— start LISTING —

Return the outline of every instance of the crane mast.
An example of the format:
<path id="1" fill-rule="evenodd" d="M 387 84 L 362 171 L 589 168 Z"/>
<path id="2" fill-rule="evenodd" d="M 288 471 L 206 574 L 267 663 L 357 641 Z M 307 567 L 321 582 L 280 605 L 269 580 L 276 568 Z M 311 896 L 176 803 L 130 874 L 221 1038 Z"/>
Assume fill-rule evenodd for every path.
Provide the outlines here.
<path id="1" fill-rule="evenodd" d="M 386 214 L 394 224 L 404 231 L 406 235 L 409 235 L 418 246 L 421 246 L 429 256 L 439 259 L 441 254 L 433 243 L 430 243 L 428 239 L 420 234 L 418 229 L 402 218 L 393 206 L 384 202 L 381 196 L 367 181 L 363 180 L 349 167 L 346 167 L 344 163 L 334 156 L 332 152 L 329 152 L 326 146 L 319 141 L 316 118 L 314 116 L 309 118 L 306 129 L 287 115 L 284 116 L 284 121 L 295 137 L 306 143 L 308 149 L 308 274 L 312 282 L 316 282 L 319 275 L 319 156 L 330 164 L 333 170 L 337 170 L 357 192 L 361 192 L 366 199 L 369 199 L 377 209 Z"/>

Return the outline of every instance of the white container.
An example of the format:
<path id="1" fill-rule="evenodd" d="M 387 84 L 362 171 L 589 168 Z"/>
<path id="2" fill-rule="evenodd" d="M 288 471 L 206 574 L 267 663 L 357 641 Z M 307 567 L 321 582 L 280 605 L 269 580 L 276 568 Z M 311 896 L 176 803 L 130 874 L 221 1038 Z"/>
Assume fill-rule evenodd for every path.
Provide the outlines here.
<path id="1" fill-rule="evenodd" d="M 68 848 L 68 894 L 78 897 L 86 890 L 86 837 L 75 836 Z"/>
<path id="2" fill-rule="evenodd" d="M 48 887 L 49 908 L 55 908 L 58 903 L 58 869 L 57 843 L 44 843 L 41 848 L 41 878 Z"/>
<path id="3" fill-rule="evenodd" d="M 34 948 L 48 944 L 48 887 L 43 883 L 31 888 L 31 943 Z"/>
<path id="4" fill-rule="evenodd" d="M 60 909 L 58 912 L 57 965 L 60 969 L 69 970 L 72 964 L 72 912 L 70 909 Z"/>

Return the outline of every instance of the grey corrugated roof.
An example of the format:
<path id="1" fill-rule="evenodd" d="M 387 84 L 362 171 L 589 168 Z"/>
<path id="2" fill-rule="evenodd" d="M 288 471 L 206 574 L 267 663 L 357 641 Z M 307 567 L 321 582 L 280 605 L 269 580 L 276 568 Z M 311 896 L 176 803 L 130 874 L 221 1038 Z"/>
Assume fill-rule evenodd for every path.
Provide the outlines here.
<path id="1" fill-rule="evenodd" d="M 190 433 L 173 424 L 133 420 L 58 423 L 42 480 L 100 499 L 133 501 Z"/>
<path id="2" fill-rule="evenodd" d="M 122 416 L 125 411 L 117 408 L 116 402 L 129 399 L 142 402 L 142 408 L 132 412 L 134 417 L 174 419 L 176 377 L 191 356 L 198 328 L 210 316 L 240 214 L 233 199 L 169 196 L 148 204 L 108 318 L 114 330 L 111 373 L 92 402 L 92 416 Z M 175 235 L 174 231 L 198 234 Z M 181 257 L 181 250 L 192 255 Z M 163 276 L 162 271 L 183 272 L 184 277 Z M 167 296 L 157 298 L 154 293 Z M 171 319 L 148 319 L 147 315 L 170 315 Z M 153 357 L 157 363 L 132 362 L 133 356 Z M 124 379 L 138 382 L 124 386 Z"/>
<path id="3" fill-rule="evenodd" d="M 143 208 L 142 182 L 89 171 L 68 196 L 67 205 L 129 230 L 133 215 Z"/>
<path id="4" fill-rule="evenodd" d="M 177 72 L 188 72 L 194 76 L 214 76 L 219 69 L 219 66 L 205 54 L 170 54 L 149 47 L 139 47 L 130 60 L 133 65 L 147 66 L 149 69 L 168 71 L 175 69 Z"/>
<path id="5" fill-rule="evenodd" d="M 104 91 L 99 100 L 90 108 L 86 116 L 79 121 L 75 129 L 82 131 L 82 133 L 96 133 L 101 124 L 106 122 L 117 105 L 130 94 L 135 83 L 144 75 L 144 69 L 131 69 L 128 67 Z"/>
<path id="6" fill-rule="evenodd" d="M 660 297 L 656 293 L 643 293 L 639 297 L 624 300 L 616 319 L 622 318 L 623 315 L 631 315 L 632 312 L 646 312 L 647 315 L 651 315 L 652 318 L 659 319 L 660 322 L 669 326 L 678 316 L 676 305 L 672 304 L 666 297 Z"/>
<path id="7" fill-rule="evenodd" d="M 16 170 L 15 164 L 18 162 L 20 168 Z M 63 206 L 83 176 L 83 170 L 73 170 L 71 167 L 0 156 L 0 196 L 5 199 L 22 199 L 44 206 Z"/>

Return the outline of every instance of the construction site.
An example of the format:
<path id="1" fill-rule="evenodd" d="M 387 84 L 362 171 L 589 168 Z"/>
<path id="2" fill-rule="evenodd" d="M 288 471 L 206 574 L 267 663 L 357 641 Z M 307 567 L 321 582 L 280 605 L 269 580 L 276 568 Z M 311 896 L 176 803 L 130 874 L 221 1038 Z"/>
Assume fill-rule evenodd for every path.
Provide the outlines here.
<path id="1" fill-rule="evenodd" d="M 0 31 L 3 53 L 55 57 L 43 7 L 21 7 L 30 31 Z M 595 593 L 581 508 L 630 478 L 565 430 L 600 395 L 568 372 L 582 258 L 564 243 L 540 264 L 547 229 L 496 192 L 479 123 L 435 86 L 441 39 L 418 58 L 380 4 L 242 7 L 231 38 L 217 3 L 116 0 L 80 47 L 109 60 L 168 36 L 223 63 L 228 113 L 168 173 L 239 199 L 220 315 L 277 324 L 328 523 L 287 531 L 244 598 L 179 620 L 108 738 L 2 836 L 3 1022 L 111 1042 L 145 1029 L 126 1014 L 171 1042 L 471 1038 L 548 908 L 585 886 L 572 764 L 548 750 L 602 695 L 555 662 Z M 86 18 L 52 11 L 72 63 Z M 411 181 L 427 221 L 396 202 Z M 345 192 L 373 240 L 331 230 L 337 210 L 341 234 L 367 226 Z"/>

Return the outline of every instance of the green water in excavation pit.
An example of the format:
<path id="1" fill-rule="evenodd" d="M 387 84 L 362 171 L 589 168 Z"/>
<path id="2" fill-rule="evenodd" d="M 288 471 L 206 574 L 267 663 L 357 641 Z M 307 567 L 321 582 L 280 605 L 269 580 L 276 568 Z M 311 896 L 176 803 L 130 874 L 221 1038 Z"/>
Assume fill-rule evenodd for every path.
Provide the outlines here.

— end LISTING —

◆ **WHAT IS BEING ASKED**
Copy the stretch of the material from the line containing "Return the outline of every instance of the construction" through the end, switching "excavation pit" to "foundation pit" and leaving everything else unchanged.

◆ **RESPONSE TO THIS TASK**
Return the outline of every instance of the construction site.
An example of the format:
<path id="1" fill-rule="evenodd" d="M 387 84 L 362 171 L 589 168 Z"/>
<path id="2" fill-rule="evenodd" d="M 288 471 L 206 574 L 267 663 L 357 641 Z M 307 567 L 321 582 L 280 605 L 269 580 L 276 568 Z M 311 896 L 176 803 L 130 874 L 221 1038 Z"/>
Assume fill-rule evenodd for every path.
Provide the outlines here.
<path id="1" fill-rule="evenodd" d="M 0 31 L 3 53 L 55 57 L 43 7 L 21 7 L 30 31 Z M 595 593 L 581 508 L 630 478 L 565 430 L 600 395 L 568 372 L 582 258 L 564 243 L 540 264 L 547 229 L 496 192 L 479 123 L 435 86 L 441 39 L 418 58 L 380 4 L 242 7 L 231 38 L 217 3 L 116 0 L 80 47 L 109 60 L 168 36 L 223 63 L 228 113 L 168 173 L 239 199 L 220 315 L 277 324 L 328 523 L 287 531 L 244 598 L 179 620 L 108 738 L 2 836 L 3 1022 L 111 1042 L 145 1029 L 126 1014 L 171 1042 L 471 1038 L 548 908 L 585 886 L 572 764 L 548 750 L 602 695 L 555 662 Z M 86 18 L 52 11 L 72 63 Z M 411 181 L 427 221 L 396 202 Z M 345 192 L 373 240 L 331 230 L 337 210 L 341 234 L 367 226 Z"/>

Return the outline of every instance of the green water in foundation pit.
An example of the format:
<path id="1" fill-rule="evenodd" d="M 387 84 L 362 171 L 589 168 Z"/>
<path id="2" fill-rule="evenodd" d="M 288 471 L 206 574 L 267 663 L 357 641 Z M 307 567 L 321 582 L 280 605 L 269 580 L 276 568 Z M 311 896 L 176 803 L 130 874 L 221 1038 Z"/>
Assume fill-rule evenodd for every path.
Provide the outlines here.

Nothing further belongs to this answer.